-- PAGE EXTRACT --
Cyber Threat Intelligence

How To Choose A Cyber Threat Intelligence Solution

Cyber Threat Intelligence (CTI) allows you to gain an insight into the cybersecurity risks that your organization faces. But what should you look for when trying to find the right threat intelligence solution?

How To Choose A Cyber Threat Intelligence Solution

Cyber threat intelligence (CTI) solutions provide organizations with invaluable information about network threats and vulnerabilities. The intelligence gathered by a cyber threat intelligence solution can be used in a variety of ways to answer questions about your network’s security. CTI is highly specific, so it’s imperative that you ensure that you choose a solution that’s optimized to deliver the information you need. 

Rather than referring to a specific type of product, cyber threat intelligence solutions describe a way of acquiring, analyzing, and approaching cybersecurity intelligence.

-- LISTED RECORDS --

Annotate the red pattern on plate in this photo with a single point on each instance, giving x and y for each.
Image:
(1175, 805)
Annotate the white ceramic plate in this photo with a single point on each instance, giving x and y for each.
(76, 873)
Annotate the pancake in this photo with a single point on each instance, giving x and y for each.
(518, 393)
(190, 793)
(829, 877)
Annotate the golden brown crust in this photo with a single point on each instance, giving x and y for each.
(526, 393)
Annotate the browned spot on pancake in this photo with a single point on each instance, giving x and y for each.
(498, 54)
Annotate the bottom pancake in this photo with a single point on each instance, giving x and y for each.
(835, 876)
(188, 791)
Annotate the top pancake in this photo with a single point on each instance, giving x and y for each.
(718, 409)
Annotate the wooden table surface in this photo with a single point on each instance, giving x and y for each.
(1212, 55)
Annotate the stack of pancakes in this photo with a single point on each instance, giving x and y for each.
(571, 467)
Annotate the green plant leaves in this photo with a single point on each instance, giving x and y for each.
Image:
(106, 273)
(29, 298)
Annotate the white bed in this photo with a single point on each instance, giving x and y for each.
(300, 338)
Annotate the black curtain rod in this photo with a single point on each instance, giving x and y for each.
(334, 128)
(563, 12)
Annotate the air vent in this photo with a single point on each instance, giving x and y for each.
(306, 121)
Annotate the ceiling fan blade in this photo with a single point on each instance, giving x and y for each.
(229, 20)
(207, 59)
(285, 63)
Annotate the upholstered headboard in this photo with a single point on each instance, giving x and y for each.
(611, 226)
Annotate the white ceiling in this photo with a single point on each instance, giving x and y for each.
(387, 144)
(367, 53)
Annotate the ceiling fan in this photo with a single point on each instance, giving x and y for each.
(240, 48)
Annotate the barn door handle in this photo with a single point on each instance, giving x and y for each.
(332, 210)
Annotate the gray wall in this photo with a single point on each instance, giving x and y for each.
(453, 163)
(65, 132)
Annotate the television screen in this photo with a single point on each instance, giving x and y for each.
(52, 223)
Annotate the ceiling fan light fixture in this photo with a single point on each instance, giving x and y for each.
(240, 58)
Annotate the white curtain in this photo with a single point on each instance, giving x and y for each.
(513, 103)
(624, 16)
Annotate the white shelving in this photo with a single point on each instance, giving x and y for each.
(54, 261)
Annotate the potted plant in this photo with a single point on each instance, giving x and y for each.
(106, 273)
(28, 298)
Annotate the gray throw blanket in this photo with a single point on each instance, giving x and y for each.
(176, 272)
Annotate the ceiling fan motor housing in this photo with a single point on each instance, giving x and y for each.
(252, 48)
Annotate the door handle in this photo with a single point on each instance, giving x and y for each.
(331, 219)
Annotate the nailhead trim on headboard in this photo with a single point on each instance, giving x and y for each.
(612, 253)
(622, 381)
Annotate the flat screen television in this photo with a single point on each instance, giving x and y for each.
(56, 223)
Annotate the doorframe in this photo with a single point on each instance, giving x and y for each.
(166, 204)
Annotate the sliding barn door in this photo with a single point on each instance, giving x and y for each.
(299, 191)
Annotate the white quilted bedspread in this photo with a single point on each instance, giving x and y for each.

-- OBJECTIVES --
(1) Answer these questions about the page on choosing a cyber threat intelligence solution:
(a) What does CTI let you gain insight into?
(b) What do CTI solutions provide organizations with?
(c) Rather than a specific type of product, what do CTI solutions describe?
(2) Filter the records down to every line containing the string "handle", and copy those lines. Case counts.
The page text and the records are unrelated material.

-- SOLUTIONS --
(1)
(a) The cybersecurity risks that your organization faces.
(b) Invaluable information about network threats and vulnerabilities.
(c) A way of acquiring, analyzing, and approaching cybersecurity intelligence.

(2)
Annotate the barn door handle in this photo with a single point on each instance, giving x and y for each.
Annotate the door handle in this photo with a single point on each instance, giving x and y for each.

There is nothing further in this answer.